Segment Start: RECORD EXCERPTS

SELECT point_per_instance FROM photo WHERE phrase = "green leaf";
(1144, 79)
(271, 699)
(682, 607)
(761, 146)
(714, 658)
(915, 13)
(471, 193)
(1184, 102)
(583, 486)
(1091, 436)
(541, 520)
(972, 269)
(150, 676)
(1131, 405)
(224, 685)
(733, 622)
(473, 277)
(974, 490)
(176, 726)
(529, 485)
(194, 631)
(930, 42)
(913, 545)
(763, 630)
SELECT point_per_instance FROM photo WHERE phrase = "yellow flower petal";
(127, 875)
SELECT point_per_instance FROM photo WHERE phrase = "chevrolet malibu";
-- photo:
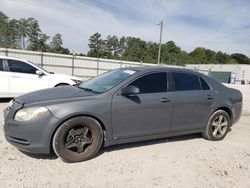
(120, 106)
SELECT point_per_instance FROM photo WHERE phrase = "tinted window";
(204, 84)
(21, 67)
(152, 83)
(1, 65)
(185, 81)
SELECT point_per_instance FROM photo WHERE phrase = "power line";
(84, 12)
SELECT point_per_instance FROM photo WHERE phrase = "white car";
(19, 76)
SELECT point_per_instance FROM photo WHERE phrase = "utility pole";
(159, 52)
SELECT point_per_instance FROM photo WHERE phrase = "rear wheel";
(218, 125)
(78, 139)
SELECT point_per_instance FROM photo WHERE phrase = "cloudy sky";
(216, 24)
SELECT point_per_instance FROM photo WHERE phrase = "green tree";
(56, 41)
(34, 34)
(240, 58)
(96, 45)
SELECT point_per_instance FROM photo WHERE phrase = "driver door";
(146, 113)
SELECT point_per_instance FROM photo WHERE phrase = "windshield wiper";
(87, 89)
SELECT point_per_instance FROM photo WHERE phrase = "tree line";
(26, 34)
(135, 49)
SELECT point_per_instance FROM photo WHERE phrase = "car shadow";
(53, 156)
(4, 100)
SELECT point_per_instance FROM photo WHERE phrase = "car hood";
(64, 76)
(57, 93)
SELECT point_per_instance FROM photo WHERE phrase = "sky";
(220, 25)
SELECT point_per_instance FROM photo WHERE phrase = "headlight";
(32, 113)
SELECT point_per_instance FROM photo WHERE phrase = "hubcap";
(219, 126)
(78, 139)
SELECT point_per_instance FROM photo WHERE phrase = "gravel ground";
(184, 161)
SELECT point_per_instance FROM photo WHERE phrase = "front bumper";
(33, 136)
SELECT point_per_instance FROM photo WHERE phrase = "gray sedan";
(120, 106)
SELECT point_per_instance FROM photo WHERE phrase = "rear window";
(204, 84)
(1, 65)
(152, 83)
(185, 82)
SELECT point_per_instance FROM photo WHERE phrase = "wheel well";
(61, 84)
(227, 110)
(99, 121)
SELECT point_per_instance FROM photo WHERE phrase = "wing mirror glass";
(130, 90)
(38, 72)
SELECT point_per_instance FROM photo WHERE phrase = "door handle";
(163, 100)
(209, 97)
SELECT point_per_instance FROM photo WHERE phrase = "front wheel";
(78, 139)
(218, 125)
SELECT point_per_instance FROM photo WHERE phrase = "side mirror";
(39, 73)
(130, 90)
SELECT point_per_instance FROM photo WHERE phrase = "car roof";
(160, 68)
(14, 58)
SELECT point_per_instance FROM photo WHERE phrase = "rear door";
(23, 78)
(146, 113)
(192, 100)
(4, 79)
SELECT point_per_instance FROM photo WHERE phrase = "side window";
(185, 81)
(1, 65)
(152, 83)
(204, 84)
(21, 67)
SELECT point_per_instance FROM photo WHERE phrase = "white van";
(19, 76)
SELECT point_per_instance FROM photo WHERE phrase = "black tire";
(217, 126)
(78, 139)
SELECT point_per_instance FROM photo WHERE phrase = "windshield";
(106, 81)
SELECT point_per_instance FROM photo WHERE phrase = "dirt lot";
(185, 161)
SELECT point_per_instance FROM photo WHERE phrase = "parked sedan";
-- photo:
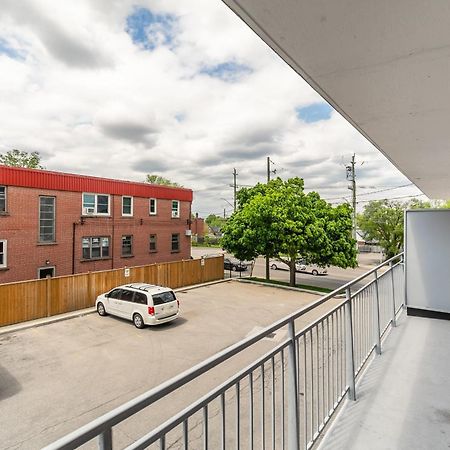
(300, 266)
(313, 269)
(144, 304)
(238, 266)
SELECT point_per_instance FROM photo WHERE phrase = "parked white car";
(144, 304)
(300, 266)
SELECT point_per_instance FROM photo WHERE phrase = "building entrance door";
(44, 272)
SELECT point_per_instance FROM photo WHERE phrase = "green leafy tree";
(19, 158)
(279, 220)
(158, 179)
(382, 222)
(213, 220)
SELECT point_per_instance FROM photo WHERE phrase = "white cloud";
(93, 102)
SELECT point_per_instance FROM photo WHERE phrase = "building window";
(127, 245)
(47, 219)
(2, 199)
(175, 208)
(3, 253)
(175, 242)
(97, 204)
(153, 207)
(153, 247)
(127, 206)
(95, 247)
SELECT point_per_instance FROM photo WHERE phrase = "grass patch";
(284, 283)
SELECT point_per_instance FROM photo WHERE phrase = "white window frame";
(95, 213)
(132, 206)
(6, 201)
(178, 242)
(5, 253)
(54, 220)
(96, 258)
(155, 212)
(175, 214)
(131, 246)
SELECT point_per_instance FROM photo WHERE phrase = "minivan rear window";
(163, 297)
(140, 298)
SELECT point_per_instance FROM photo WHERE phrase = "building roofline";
(62, 181)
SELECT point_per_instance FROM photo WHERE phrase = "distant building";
(55, 223)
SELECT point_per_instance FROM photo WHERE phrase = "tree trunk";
(292, 273)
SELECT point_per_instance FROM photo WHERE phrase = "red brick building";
(55, 223)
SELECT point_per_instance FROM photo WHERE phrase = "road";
(60, 376)
(335, 278)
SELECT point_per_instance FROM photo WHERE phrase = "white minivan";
(144, 304)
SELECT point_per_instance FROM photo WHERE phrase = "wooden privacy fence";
(28, 300)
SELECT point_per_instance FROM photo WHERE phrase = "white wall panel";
(427, 257)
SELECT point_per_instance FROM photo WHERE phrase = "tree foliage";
(19, 158)
(158, 179)
(213, 220)
(279, 220)
(382, 221)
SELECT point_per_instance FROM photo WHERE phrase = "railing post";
(292, 391)
(377, 316)
(105, 440)
(349, 357)
(391, 268)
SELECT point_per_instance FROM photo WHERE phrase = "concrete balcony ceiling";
(384, 65)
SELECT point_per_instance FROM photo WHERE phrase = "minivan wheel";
(101, 309)
(138, 321)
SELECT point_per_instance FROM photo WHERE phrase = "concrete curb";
(79, 313)
(289, 288)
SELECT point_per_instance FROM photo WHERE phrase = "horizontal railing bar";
(179, 418)
(327, 418)
(364, 287)
(117, 415)
(309, 327)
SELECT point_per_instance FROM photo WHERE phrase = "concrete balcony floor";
(403, 398)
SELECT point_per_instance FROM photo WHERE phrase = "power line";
(377, 199)
(375, 192)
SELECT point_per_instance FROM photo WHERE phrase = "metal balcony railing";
(285, 397)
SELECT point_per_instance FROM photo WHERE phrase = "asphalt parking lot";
(57, 377)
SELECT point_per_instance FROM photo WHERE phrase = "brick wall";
(20, 227)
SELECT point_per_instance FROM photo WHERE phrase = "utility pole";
(352, 178)
(268, 179)
(235, 174)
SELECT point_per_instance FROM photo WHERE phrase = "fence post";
(48, 294)
(292, 391)
(377, 317)
(391, 268)
(89, 288)
(349, 356)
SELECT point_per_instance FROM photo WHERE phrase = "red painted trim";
(59, 181)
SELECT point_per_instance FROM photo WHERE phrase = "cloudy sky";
(180, 88)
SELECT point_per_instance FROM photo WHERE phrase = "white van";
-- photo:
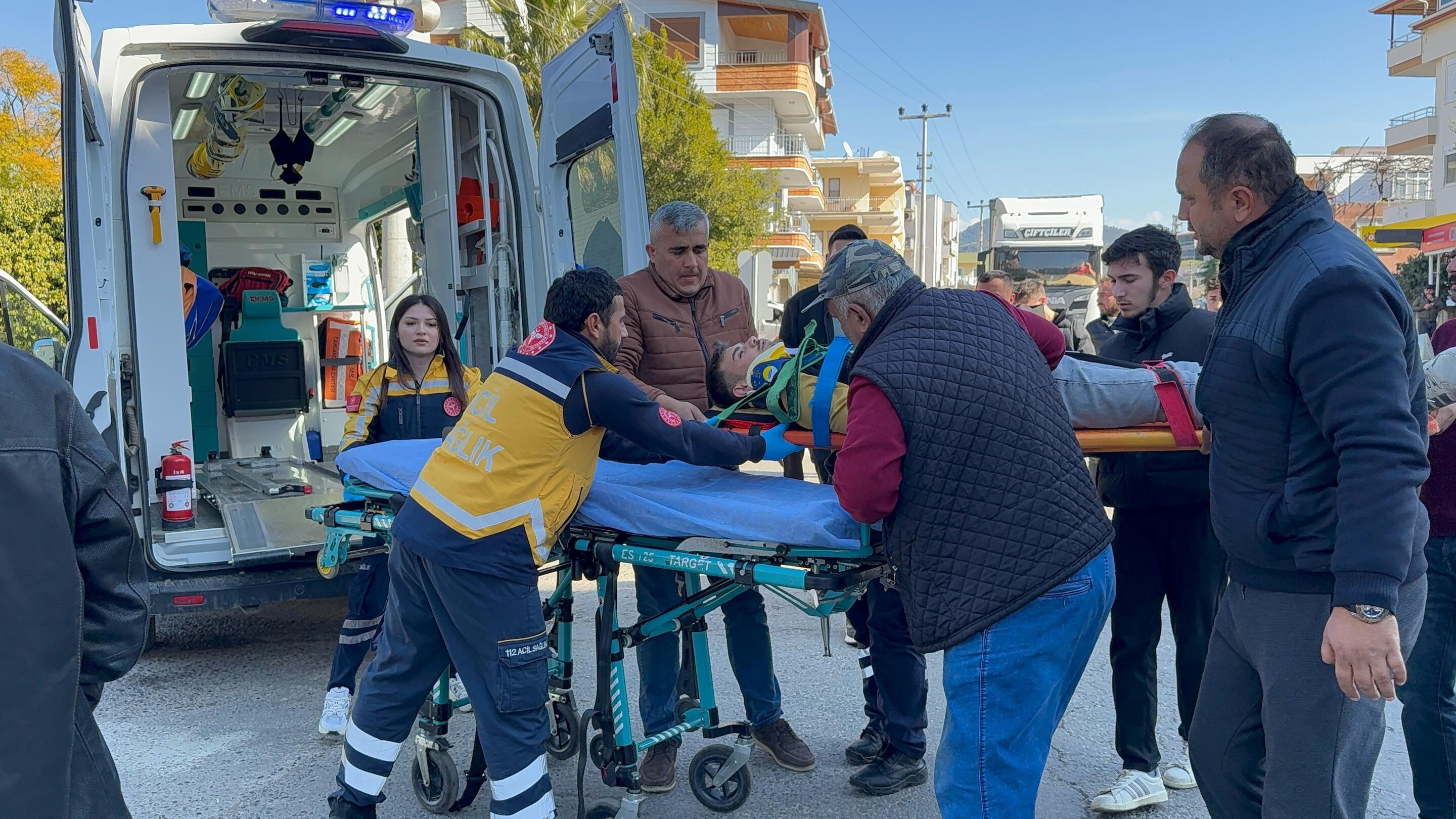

Segment End: RECORD EXCERPTS

• AIM OF THE EXERCISE
Every record above must be copied exactly, and no picture may appear in the copy.

• EXPECTED OUTPUT
SELECT point_per_instance FROM photo WHERE phrase = "green leaf";
(1144, 79)
(271, 699)
(682, 607)
(761, 146)
(714, 658)
(915, 13)
(471, 193)
(1184, 102)
(583, 486)
(1091, 436)
(541, 520)
(972, 269)
(150, 676)
(1131, 405)
(224, 685)
(733, 622)
(473, 277)
(974, 490)
(176, 726)
(529, 485)
(194, 631)
(930, 42)
(913, 545)
(763, 630)
SELECT point_per_instance FROM photo WHERE phrase = "yellow flower petal";
(127, 875)
SELECT point_per_instance FROM photo WHERE phrase = "chevrolet malibu";
-- photo:
(120, 106)
SELECT point_per_instance FROM photo WHERE phrase = "tinted window";
(204, 84)
(21, 67)
(152, 83)
(1, 65)
(185, 81)
SELECT point_per_instance FROM photo WHERE phrase = "power line";
(84, 12)
SELECT point_per_instance FROM photo WHERE phrase = "white car";
(19, 76)
SELECT point_per_instance FROM photo WHERE phrase = "utility pole";
(159, 52)
SELECT point_per_instance FROM photo WHERE phrase = "rear wheel";
(218, 125)
(78, 139)
SELECT point_per_instance FROM photo WHERE phrase = "cloudy sky";
(216, 24)
SELECT point_per_instance FROM photo WHERE phrase = "green tree";
(56, 41)
(34, 34)
(240, 58)
(96, 45)
SELECT point_per_instance FROM photo WHERE phrase = "driver door";
(146, 113)
SELECT point_per_instance FROM photo WHERE phrase = "windshield wiper";
(87, 89)
SELECT point_per_instance FROM photo WHERE phrase = "tree line";
(26, 34)
(135, 49)
SELECT point_per_instance FROM photo WHERE phrase = "car shadow";
(53, 156)
(4, 100)
SELECT point_per_instance FROM photo WHERE phrase = "car hood";
(64, 76)
(57, 93)
SELECT point_per_instance FROM photo WHERE phrase = "sky";
(220, 25)
SELECT point_per_instance FROM photo WHERE phrase = "headlight";
(32, 113)
SELECT point_per_instance FROM photo WHERE phrase = "hubcap";
(219, 126)
(78, 139)
SELECT point_per_instance FROM photo WHERE phrase = "gravel ground";
(184, 161)
SELECT point_per_instance FROM photo WHERE phrase = "front bumper";
(33, 136)
SELECT point_per_instance FROM photo WHERE phrase = "gray sedan";
(120, 106)
SELECT point_per_instance FROM photo WHERE phrase = "rear window";
(204, 84)
(1, 65)
(152, 83)
(185, 82)
SELECT point_per_instance FROM photo WHERE phrase = "wheel well";
(61, 84)
(227, 110)
(99, 121)
SELECT point_per_instance FROM photo WHERE phrase = "wing mirror glass";
(130, 90)
(38, 72)
SELECT point_per_instance FROM photo WHERE phrase = "door handle";
(163, 100)
(209, 97)
SELECT point_per_instance FROM photo WHERE phrase = "front wheel";
(78, 139)
(218, 125)
SELECT point_per_instance FROM photo WHERE phrase = "side mirror";
(39, 73)
(130, 90)
SELECT point_per_instance FROM photo WHERE phrase = "car roof";
(160, 68)
(14, 58)
SELECT point_per_instance FROM photo WHERE phrase = "rear door";
(23, 78)
(146, 113)
(192, 100)
(4, 79)
SELECT point_per_instance FROM photo WHERE phrase = "side window";
(185, 81)
(1, 65)
(152, 83)
(204, 84)
(21, 67)
SELECT point_per_instance FROM photo WHERE phrase = "white van";
(19, 76)
SELECT point_per_instance FROM photo WHERE phrase = "black tire";
(217, 126)
(78, 139)
SELECT point_per_instance FROM photo WHERE phrase = "windshield";
(106, 81)
SELECT point_per_instance FROM photo WHERE phrase = "dirt lot";
(185, 161)
SELECT point_per_instance FROM photo WHERE phrase = "parked sedan";
-- photo:
(300, 266)
(313, 269)
(144, 304)
(238, 266)
SELECT point_per_instance FROM photo WHERE phrase = "parked white car";
(144, 304)
(300, 266)
SELECT point_per_instance FROM photo WHERE phrase = "building entrance door";
(44, 272)
SELECT point_per_instance FROM photo WHERE phrase = "green leafy tree";
(19, 158)
(279, 220)
(158, 179)
(382, 222)
(213, 220)
SELECT point_per_instance FROM photo WHERE phrase = "white cloud";
(93, 102)
SELECT point_per_instance FROM photo WHERE phrase = "building window";
(127, 245)
(47, 219)
(2, 199)
(175, 208)
(3, 253)
(175, 242)
(97, 204)
(153, 207)
(153, 247)
(127, 206)
(95, 247)
SELECT point_per_instance FROM photo WHERE phrase = "grass patch";
(284, 283)
SELECT point_per_instance FROM photo WHERE phrase = "white window frame";
(95, 213)
(132, 206)
(6, 201)
(178, 242)
(5, 253)
(54, 220)
(96, 258)
(155, 212)
(175, 214)
(131, 246)
SELECT point_per_instance FROM photo WHERE phrase = "minivan rear window";
(163, 297)
(140, 298)
SELECT point_per_instance FROM photo WHERE phrase = "building roofline";
(62, 181)
SELECT point_per_instance FROM photo WHERE phrase = "distant building";
(55, 223)
SELECT point_per_instance FROM photo WHERE phrase = "tree trunk";
(292, 273)
SELECT point_per_instance FROM photo WHERE phrase = "red brick building";
(55, 223)
SELECT point_per_instance FROM photo WHERE phrase = "road";
(60, 376)
(335, 278)
SELECT point_per_instance FROM photo WHERE phrase = "white minivan";
(144, 304)
SELECT point_per_instance FROM photo WHERE phrase = "wooden privacy fence";
(28, 300)
SELECT point_per_instance FROM photo WHERE phrase = "white wall panel";
(427, 257)
SELECT point_per_instance FROM photo WHERE phrase = "tree foliage";
(19, 158)
(158, 179)
(213, 220)
(279, 220)
(382, 221)
SELECT point_per_instance FROM photo WHERE phrase = "railing post";
(292, 391)
(377, 316)
(105, 440)
(349, 357)
(391, 268)
SELECT point_per_instance FROM photo WHERE phrase = "concrete balcony ceiling";
(384, 65)
SELECT point_per_instance FROM photo WHERE phrase = "minivan wheel";
(101, 309)
(138, 321)
SELECT point_per_instance FROM photo WHERE phrase = "concrete curb";
(79, 313)
(289, 288)
SELECT point_per_instance FROM photo WHERE phrase = "horizontal railing bar";
(179, 418)
(327, 418)
(364, 287)
(117, 415)
(309, 327)
SELECT point_per_instance FROM photo WHERE phrase = "concrete balcony floor";
(403, 398)
SELECT point_per_instance FROM photo WHERE phrase = "power line";
(377, 199)
(375, 192)
SELECT point_per_instance FROM photo WHERE phrase = "metal balcony railing";
(285, 397)
SELECT point_per_instance FROM photo WHERE phrase = "asphalt parking lot";
(57, 377)
SELECT point_per_instance FROM photo WHERE phrase = "brick wall";
(20, 227)
SELECT point_per_instance FROM photo WHERE phrase = "utility pole";
(352, 178)
(268, 179)
(235, 174)
SELECT point_per_instance FROM photo WHERE phrase = "fence post";
(48, 294)
(292, 391)
(377, 317)
(391, 268)
(89, 288)
(349, 356)
SELECT point_per_instance FROM photo WHERE phrase = "red painted trim";
(59, 181)
SELECT point_per_instance FROM photo WHERE phrase = "cloudy sky";
(180, 88)
SELECT point_per_instance FROM photo WHERE phrase = "white van";
-- photo:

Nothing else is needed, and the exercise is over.